Assigned task>
Print the section of the tennis post below from "But that ten-minute" to "clinch the match.", copying it word for word.

Selected excerpt>
_____

Friday 25 January 2013

They should halve women’s tennis prize money and spend the other half on catching dope cheats

I switched on the TV this morning to catch the start of the Australian Open men’s semi-final between Djokovic and Ferrer only to see a woman tennis player being interviewed on court at the end of a match. Turned out to be the reigning Aussie Open champion, Victoria Azarenka who had just beaten Serena Williams’s 19-year old American conqueror, Sloan Stevens (thanks for that, Sloan!). I couldn’t help noticing how frostily quiet the crowd remained during Azarenka’s interview – no whoopin’ and hollerin’ and barely any applause: very unlike Aussies.

Turned out the World Number One (who knew?) had taken a ten-minute medical time-out while leading 5-4 in the second set, having failed to convert five match points while serving at 5-3. As the Bulgarian admitted, she had “choked” and "couldn't breathe", and gave that as the reason for scuttling off court at the very moment when the momentum of the match had swung behind her opponent. When a female player wimps out that badly serving for a match, she’ll usually go on to lose.

But that ten-minute break – which evidently struck the spectators and Eurosport’s resident pundits as a truly shoddy and cynical piece of sportsmanship – allowed Azarenka to get over her panic attack and immediately break Stevens’s serve to clinch the match.

Later, the winner claimed she hadn’t understood the interviewer’s question and that the ten-minute break had been used to sort out a problem with her back. That’s about as likely as Eden Hazard claiming he’d spotted a deadly spider crawling all over that Swansea ballboy’s tracskuit top and that kicking the seventeen-year old in the ribs had been an attempt to save the boy’s life.

The answer to Azarenka’s sordid shenanigans is quite simple: if a player has something wrong with them which can’t be put right during a 90-second changeover, they should forfeit the match. Boxers aren’t allowed to take a ten-minute break when they lose their nerve during a contest – why the hell should tennis players?

Anyway, you’d have thought women’s tennis was in bad enough shape already without its top players adding to the sport's woes by indulging in what at best looks like stretching the rules to the limit, and at worst very much like straightforward cheating. The distaff half of the sport is almost unbelievably dull right now, because it is so pathetically uncompetitive: the number of bagel sets (i.e. 6-0) and double-bagel matches in the early rounds has got beyond a joke. Of the top players, only two have genuine charisma, but, outside the United States, hardly anyone can stand Serena “Panic Room” Williams, and Maria Sharapova – while undoubtedly glamorous – just isn’t that good. As for the rest of Top 20 – who cares? I mean – Kvitova, Errani, Kerber? Me neither! 

Meanwhile, in the wake of the disgusting Lance Armstrong revelations, the time has come for tennis to put its house in order, chemical substance-wise. Tennis’s Dope-Finder General, Dr Stuart Miller was on BBC Radio the other day, sounding a little half-hearted about catching cheats (a point often made on the excellent Tennis Has A Steroid Problem website). Between 2006 and 2011, when certain leading tennis players apparently developed stamina and fitness levels more normally associated with survivors from  Krypton, the International Tennis Federation actually decreased blood tests by 33%. In 2011 a mere 21 tennis players were given out-of-competition blood tests. That’s bizarre, because it’s between tournaments that you’d expect cheats to be doing most of their doping.

_____

Data shown>
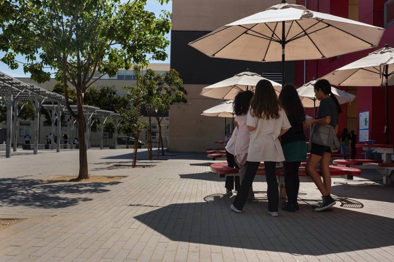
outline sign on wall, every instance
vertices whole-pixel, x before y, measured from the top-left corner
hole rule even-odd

_____

Solution below>
But that ten-minute break – which evidently struck the spectators and Eurosport’s resident pundits as a truly shoddy and cynical piece of sportsmanship – allowed Azarenka to get over her panic attack and immediately break Stevens’s serve to clinch the match.